- What to produce:
Count the lines in the entries below that contain the word "table". Give only the number.

- Records for this task:
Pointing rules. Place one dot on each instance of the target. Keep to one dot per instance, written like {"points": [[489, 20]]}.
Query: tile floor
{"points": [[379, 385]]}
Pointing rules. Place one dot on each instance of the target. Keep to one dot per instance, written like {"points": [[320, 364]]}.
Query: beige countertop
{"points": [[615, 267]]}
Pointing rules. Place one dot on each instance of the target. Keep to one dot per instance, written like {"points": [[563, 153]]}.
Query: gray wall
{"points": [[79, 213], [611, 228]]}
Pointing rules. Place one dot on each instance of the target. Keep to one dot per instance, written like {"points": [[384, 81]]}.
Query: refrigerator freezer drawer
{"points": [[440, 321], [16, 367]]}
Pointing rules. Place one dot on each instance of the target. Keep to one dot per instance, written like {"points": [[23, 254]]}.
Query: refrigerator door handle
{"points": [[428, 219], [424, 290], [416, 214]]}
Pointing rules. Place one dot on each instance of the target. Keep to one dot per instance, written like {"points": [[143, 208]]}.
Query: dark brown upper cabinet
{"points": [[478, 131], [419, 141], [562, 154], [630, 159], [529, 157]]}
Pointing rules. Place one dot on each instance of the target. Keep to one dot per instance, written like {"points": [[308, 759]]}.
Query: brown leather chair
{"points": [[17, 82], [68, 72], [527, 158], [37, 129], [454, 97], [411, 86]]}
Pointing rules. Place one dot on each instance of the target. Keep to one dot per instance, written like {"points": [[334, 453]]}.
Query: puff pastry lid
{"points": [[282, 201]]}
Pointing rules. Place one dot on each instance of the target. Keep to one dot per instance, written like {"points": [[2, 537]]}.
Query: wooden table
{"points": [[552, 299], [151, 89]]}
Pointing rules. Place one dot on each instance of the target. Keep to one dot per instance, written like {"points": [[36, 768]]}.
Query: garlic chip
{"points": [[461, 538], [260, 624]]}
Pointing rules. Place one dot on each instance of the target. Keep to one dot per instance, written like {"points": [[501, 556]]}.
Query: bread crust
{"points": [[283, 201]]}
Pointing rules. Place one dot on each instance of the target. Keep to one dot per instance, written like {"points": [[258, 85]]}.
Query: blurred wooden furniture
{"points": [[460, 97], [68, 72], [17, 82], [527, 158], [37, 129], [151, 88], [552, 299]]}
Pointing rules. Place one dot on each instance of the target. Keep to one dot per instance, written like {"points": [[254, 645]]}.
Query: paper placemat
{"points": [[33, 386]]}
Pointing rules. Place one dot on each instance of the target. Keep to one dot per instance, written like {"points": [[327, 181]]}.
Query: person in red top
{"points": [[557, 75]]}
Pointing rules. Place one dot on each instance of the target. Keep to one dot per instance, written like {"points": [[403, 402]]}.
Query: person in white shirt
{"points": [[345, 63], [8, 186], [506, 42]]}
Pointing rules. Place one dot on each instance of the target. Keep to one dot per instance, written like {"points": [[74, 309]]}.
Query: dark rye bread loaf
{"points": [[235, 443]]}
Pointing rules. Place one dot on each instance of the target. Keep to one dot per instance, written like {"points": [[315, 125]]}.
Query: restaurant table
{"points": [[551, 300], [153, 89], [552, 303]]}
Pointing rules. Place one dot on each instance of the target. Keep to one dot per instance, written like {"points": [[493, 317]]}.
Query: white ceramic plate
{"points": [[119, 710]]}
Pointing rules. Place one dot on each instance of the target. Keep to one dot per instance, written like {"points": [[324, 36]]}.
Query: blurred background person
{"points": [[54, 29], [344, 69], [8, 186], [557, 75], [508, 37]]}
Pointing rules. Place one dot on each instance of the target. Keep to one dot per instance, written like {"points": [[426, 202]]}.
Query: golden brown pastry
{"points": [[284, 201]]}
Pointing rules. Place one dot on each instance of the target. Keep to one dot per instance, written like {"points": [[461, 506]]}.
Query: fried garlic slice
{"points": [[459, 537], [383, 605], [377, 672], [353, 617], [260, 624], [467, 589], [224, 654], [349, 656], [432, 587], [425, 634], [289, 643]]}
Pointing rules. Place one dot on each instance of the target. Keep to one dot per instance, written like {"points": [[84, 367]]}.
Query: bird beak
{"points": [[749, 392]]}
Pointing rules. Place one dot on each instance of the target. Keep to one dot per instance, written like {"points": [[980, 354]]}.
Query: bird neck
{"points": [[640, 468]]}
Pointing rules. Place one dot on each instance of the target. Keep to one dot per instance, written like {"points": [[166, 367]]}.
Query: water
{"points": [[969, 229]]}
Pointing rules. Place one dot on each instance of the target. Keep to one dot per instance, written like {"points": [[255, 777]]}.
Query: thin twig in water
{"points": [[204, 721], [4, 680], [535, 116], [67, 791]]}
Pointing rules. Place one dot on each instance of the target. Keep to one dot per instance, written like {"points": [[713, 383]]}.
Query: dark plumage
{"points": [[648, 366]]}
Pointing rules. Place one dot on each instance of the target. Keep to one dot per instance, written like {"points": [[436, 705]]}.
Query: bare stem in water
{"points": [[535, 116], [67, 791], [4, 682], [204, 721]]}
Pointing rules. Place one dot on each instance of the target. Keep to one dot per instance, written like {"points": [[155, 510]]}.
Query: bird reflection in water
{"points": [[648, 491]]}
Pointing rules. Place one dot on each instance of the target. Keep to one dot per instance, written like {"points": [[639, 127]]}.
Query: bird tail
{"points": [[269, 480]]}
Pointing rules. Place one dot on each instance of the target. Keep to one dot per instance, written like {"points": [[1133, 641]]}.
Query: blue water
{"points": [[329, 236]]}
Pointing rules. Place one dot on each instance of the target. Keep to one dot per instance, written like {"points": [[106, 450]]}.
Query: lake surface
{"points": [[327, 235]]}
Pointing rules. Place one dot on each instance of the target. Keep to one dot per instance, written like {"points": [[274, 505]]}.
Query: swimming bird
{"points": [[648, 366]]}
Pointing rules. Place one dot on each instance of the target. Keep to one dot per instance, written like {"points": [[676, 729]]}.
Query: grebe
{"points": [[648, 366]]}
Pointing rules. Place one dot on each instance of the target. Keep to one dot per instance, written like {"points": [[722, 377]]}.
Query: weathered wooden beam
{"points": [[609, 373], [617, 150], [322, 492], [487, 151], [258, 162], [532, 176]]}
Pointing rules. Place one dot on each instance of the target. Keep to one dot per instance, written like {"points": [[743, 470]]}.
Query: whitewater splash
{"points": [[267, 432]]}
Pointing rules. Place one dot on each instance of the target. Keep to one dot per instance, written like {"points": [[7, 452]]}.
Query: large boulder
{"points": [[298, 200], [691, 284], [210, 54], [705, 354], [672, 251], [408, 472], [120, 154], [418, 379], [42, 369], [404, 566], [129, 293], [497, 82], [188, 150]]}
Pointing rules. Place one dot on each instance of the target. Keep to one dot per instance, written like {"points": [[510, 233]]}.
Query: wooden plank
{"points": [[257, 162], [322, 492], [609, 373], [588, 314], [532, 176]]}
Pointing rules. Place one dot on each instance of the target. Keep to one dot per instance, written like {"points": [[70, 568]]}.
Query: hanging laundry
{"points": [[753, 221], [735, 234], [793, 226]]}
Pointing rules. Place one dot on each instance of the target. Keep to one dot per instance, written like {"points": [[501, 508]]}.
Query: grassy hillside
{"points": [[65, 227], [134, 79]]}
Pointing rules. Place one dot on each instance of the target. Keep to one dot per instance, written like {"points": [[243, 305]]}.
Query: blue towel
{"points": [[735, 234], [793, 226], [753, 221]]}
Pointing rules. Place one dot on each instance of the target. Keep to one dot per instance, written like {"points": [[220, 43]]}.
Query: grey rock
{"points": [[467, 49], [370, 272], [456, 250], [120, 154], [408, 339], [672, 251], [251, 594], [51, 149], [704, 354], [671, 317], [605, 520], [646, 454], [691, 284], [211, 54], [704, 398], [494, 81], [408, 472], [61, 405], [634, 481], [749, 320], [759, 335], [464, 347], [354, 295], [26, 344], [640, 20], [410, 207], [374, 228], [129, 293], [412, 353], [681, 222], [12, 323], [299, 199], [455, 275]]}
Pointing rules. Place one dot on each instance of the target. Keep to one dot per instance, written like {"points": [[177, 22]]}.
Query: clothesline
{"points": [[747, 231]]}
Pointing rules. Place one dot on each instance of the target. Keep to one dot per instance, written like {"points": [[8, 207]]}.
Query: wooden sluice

- Solution for this problem:
2